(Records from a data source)
________

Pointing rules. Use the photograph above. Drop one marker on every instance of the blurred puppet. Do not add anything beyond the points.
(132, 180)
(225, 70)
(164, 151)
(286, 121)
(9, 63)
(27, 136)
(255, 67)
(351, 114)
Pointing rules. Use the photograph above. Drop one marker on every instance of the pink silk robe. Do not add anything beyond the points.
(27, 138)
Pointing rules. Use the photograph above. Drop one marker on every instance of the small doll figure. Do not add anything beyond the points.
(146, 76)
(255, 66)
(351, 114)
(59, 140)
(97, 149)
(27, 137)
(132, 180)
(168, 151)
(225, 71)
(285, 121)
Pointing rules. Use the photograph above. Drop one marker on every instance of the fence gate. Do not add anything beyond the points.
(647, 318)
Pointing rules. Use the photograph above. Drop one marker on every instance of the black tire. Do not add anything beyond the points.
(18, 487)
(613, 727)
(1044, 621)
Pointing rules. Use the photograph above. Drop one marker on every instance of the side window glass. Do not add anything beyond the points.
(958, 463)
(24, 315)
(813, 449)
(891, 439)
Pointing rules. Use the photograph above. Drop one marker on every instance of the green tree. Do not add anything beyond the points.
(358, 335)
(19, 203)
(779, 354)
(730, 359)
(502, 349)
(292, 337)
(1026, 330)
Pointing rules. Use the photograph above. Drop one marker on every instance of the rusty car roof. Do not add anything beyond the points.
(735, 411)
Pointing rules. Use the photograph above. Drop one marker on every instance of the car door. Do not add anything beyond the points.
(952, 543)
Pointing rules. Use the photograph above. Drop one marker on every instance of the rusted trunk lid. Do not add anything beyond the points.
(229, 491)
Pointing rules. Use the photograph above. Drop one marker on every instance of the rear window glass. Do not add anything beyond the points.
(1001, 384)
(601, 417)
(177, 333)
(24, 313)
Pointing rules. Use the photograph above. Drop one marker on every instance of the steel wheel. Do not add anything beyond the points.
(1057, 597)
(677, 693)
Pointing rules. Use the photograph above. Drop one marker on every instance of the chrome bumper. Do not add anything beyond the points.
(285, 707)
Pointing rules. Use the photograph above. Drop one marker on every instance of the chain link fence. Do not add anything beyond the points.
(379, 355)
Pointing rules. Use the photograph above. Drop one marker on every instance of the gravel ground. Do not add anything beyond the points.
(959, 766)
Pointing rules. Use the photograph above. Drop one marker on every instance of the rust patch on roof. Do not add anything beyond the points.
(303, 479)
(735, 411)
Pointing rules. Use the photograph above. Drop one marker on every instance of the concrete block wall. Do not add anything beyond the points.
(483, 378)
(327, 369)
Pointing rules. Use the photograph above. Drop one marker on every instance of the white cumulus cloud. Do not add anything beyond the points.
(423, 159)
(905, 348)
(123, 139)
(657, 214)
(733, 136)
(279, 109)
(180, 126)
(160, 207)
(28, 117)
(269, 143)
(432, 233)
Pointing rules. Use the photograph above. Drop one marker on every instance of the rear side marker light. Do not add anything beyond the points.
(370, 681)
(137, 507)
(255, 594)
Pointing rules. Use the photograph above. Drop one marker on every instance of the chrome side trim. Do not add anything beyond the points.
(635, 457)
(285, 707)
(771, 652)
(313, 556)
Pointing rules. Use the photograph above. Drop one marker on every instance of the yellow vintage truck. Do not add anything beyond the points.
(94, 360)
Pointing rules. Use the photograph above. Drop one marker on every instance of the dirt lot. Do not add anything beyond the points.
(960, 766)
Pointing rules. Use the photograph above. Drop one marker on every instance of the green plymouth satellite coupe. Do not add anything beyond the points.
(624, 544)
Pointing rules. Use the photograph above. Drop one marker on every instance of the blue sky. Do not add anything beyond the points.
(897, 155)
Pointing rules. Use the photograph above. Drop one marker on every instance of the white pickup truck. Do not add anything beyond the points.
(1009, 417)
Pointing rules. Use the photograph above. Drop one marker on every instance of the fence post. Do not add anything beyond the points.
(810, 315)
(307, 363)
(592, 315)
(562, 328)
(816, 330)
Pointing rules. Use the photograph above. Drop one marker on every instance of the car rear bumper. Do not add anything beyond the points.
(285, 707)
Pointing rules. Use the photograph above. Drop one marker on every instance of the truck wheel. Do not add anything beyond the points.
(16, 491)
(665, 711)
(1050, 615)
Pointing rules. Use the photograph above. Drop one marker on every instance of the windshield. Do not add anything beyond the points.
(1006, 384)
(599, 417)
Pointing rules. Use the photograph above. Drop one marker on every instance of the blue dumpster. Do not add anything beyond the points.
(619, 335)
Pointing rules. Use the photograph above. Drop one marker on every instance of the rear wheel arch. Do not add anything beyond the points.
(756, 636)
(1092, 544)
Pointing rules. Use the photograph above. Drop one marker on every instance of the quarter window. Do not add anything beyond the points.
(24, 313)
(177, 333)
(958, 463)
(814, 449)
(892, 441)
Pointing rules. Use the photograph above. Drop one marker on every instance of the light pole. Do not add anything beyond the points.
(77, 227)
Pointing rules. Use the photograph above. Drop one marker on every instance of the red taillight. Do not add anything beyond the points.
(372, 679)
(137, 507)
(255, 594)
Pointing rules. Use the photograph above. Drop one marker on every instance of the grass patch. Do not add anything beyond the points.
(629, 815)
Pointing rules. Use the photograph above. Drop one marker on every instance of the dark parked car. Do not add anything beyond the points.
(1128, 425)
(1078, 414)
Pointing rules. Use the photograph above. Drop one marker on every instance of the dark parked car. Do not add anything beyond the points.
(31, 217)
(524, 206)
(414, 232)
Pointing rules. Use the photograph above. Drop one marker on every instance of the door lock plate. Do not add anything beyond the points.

________

• [EXERCISE DESCRIPTION] Type out the records again exactly, line for line.

• [RESULT FOR THIS TASK]
Pointing rules. Use the photograph above. Drop one marker on every instance of the blurred puppet. Do not add anything beyond the points.
(132, 180)
(225, 70)
(164, 151)
(286, 121)
(9, 63)
(27, 136)
(255, 67)
(351, 114)
Pointing rules. Use the photograph above. Drop one marker on every instance of the pink silk robe. Do not add anything beyond the points.
(27, 138)
Pointing rules. Use the photograph above. Drop one marker on every instance of the small doll figure. Do not add anything beyond the points.
(146, 76)
(255, 66)
(351, 114)
(59, 140)
(97, 149)
(27, 137)
(132, 180)
(168, 151)
(225, 71)
(285, 121)
Pointing rules. Use the photograph above. Drop one marker on every instance of the fence gate. Do not add anything beyond the points.
(647, 318)
Pointing rules. Use the photograph above. Drop one marker on every instance of the black tire. Do not add anything beyond the points.
(18, 487)
(613, 727)
(1044, 621)
Pointing rules. Use the photograph above. Drop one marker on every instance of the side window glass. Do not add anything beyond the points.
(958, 463)
(24, 315)
(813, 449)
(891, 439)
Pointing rules. Use the photograph above. Drop one marker on every instance of the green tree. Do not add anything beyond the points.
(358, 335)
(19, 203)
(779, 354)
(730, 359)
(502, 349)
(292, 337)
(1026, 330)
Pointing rules. Use the photograph above. Drop one marker on every instance of the rusty car roof. Do not add anything beyond the points.
(735, 411)
Pointing rules. Use the photograph above. Drop one marker on every instance of the car door. Do not add anything beyond the points.
(952, 543)
Pointing rules. Use the photograph above. Drop one marker on every instance of the rusted trunk lid. Do not add anything beyond the points.
(229, 491)
Pointing rules. Use the photograph above. Drop one marker on every instance of the rear window glass. Do not add anything beyond the points.
(1001, 384)
(601, 417)
(177, 333)
(24, 313)
Pointing rules. Use the photograph above. Drop one marker on every instance of the steel wheel. Do not add anything beyond the points.
(1057, 597)
(677, 693)
Pointing rules. Use the photograph above. Drop one marker on every instance of the chrome bumper. Do not add anything beyond the points.
(285, 707)
Pointing rules. Use the photograph above. Drop one marker on every instance of the chain link fence. Do not add anything beyond the points.
(379, 355)
Pointing rules. Use the photograph above. Drop one marker on every instance of the gravel ground. Do not add anything beyond the points.
(959, 766)
Pointing rules. Use the photograph above. Drop one marker on every instance of the rust patch on roof. Do not add anything beyond the points.
(303, 479)
(735, 411)
Pointing rules. Use the photograph above. Drop one marker on every instance of the concrete block wall. Do not add anything beyond the points.
(483, 378)
(327, 369)
Pointing rules. Use the photograph above. Drop one marker on every instance of the white cumulus cloud. Do not add anything beyond the points.
(423, 159)
(905, 348)
(123, 139)
(657, 214)
(733, 136)
(279, 109)
(180, 126)
(160, 207)
(28, 117)
(269, 143)
(432, 233)
Pointing rules. Use the photograph above. Drop one marker on every instance of the rear side marker light. Do not add anything beyond the points.
(370, 681)
(137, 507)
(255, 594)
Pointing rules. Use the photograph above. Drop one marker on every instance of the chrome side trim. Do not add anything beyond the points.
(635, 457)
(285, 707)
(771, 652)
(313, 556)
Pointing rules. Use the photograph above. Drop one marker on every instance of the yellow vintage truck. Do not add anything beyond the points.
(94, 360)
Pointing rules. Use the photograph above. Drop one marker on every instance of the dirt lot. Do not add anything beyond the points.
(960, 766)
Pointing rules. Use the photograph above. Drop one marker on every instance of the green plymouth satellite coupe. Do not add anything beyond the points.
(624, 544)
Pointing rules. Use the photograph above. Drop one marker on every instance of the blue sky. Do not add anything beyond the points.
(897, 155)
Pointing rules. Use the photograph above. Drop one marker on every instance of the white pickup truck. Do not add anything beyond the points.
(1009, 417)
Pointing rules. Use the photograph above. Drop one marker on every instance of the fence post. Do not add anything beyond the points.
(810, 315)
(307, 363)
(592, 315)
(562, 328)
(816, 330)
Pointing rules. Use the photograph above. Drop one marker on every instance of the car rear bumper. Do not add anything beyond the points.
(285, 707)
Pointing rules. Use the photograph above. Drop one marker on every instance of the truck wheel. Do not add anything beyond the points.
(16, 491)
(665, 711)
(1050, 615)
Pointing rules. Use the photograph above. Drop one marker on every instance of the windshield. Do not add anything beyond the points.
(1006, 384)
(599, 417)
Pointing rules. Use the photograph above. Drop one marker on every instance of the blue dumpster. Do not add anything beyond the points.
(619, 335)
Pointing rules. Use the photograph above. Drop one marker on every instance of the rear wheel arch. Do not add anything beyond the points.
(756, 636)
(1092, 544)
Pointing rules. Use the photograph above. Drop one marker on every instance of the quarter window. Do not add anything beyond the points.
(24, 313)
(177, 333)
(958, 463)
(814, 449)
(892, 441)
Pointing rules. Use the photograph above. Drop one marker on every instance of the light pole. Do not add anything beyond the points.
(77, 227)
Pointing rules. Use the photograph above. Drop one marker on every instance of the red taillight. Do not add anything beyond the points.
(372, 679)
(137, 507)
(255, 594)
Pointing rules. Use the photograph above. Drop one marker on every instance of the grass patch. Do not add anything beyond the points.
(629, 815)
Pointing rules. Use the photograph above. Drop one marker on every instance of the dark parked car. Do not add anything beyond the points.
(1128, 425)
(1078, 414)
Pointing rules. Use the photograph above. Drop one marker on every instance of the dark parked car. Do not add anything beyond the points.
(31, 217)
(524, 206)
(414, 232)
Pointing rules. Use the photograph above. Drop one marker on every instance of the door lock plate. Do not add anything beyond the points.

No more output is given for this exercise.